▶ _EXERCISE AIM_:
Quote the following data word for word.

▶ _RECORDS TO USE_:
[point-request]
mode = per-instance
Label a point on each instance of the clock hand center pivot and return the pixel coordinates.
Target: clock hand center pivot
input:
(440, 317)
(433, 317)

▶ _SOLUTION BELOW_:
[point-request]
mode = per-instance
Label a point on each instance of the clock hand center pivot and return the pixel coordinates.
Target: clock hand center pivot
input:
(440, 317)
(433, 317)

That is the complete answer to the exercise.